===== EXTRAIT DU TEXTE =====
Les sénateurs ont appelé jeudi le gouvernement à « suspendre TikTok en France et (à) demander sa suspension au sein de l’Union européenne », si le réseau social ne clarifie pas avant le 1er janvier 2024 la nature de ses liens avec les autorités chinoises et ne met pas en place une modération « efficace » et un « contrôle effectif de l’âge ».
Les vidéos véhiculées par l’application « pourraient être biaisées au profit d’autorités chinoises soucieuses d’alimenter des troubles susceptibles d’affaiblir l’image de la démocratie », établit la commission dans son rapport, alors que les réseaux sociaux sont accusés d’avoir participé à l’emballement des récentes violences urbaines en France.
« Le gouvernement est très attentif aux recommandations qui sont formulées, en particulier sur la protection des mineurs », a réagi sur Twitter la secrétaire d’Etat chargée de l’enfance Charlotte Caubel, qui approuve notamment l’idée de bloquer l’application après une heure d’utilisation pour les mineurs.
=====
**ACTIVITÉ 1**:
D'après le texte sur TikTok, quelles conditions le réseau social doit-il remplir avant le 1er janvier 2024 pour que les sénateurs ne réclament pas sa suspension ?
**ACTIVITÉ 2**:
Répondez à ces questions sur le texte sur TikTok :
(a) Où les sénateurs veulent-ils que le gouvernement demande la suspension de TikTok, en plus de la France ?
(b) De quoi les réseaux sociaux sont-ils accusés ?
(c) Pour les mineurs, quelle idée Charlotte Caubel approuve-t-elle notamment ?
Le matériel qui suit n'a aucun lien avec le texte sur TikTok.
===== DONNÉES =====
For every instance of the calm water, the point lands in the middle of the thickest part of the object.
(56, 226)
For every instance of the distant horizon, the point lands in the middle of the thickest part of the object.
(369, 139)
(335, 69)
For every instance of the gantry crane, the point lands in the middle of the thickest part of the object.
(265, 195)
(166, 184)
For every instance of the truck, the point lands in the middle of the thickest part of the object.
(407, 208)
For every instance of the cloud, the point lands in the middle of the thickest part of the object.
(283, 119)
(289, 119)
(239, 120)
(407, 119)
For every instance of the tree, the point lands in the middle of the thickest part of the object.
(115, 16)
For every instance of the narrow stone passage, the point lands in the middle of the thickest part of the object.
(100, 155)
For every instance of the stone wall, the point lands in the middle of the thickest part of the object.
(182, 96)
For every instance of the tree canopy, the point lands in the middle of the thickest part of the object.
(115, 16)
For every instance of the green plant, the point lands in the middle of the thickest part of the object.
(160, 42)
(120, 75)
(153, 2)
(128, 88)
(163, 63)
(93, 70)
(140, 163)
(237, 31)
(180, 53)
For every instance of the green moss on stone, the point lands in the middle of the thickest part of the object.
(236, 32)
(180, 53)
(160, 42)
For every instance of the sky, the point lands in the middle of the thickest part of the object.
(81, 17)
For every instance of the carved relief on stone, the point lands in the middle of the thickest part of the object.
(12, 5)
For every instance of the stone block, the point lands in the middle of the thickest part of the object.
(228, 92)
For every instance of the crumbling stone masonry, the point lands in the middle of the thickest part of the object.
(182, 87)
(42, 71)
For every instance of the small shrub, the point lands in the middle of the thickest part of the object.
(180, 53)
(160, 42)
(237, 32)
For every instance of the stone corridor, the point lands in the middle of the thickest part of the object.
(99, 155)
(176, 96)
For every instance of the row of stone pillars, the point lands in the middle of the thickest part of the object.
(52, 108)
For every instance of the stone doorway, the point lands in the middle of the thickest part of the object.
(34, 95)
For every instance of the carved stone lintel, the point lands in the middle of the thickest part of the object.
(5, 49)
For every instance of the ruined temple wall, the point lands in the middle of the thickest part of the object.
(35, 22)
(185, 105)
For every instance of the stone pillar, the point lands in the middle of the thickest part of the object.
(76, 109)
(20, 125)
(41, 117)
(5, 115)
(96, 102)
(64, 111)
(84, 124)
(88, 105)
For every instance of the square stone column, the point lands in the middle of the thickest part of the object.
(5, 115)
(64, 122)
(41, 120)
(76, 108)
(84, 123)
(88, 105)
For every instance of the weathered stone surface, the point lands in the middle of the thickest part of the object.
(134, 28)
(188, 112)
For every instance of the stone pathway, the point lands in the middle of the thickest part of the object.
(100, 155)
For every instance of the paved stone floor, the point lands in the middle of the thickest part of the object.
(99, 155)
=====
**CORRIGÉ DÉTAILLÉ 1**:
- Clarifier la nature de ses liens avec les autorités chinoises
- Mettre en place une modération « efficace »
- Mettre en place un « contrôle effectif de l'âge »

**CORRIGÉ DÉTAILLÉ 2**:
(a) Au sein de l'Union européenne.
(b) D'avoir participé à l'emballement des récentes violences urbaines en France.
(c) Bloquer l'application après une heure d'utilisation.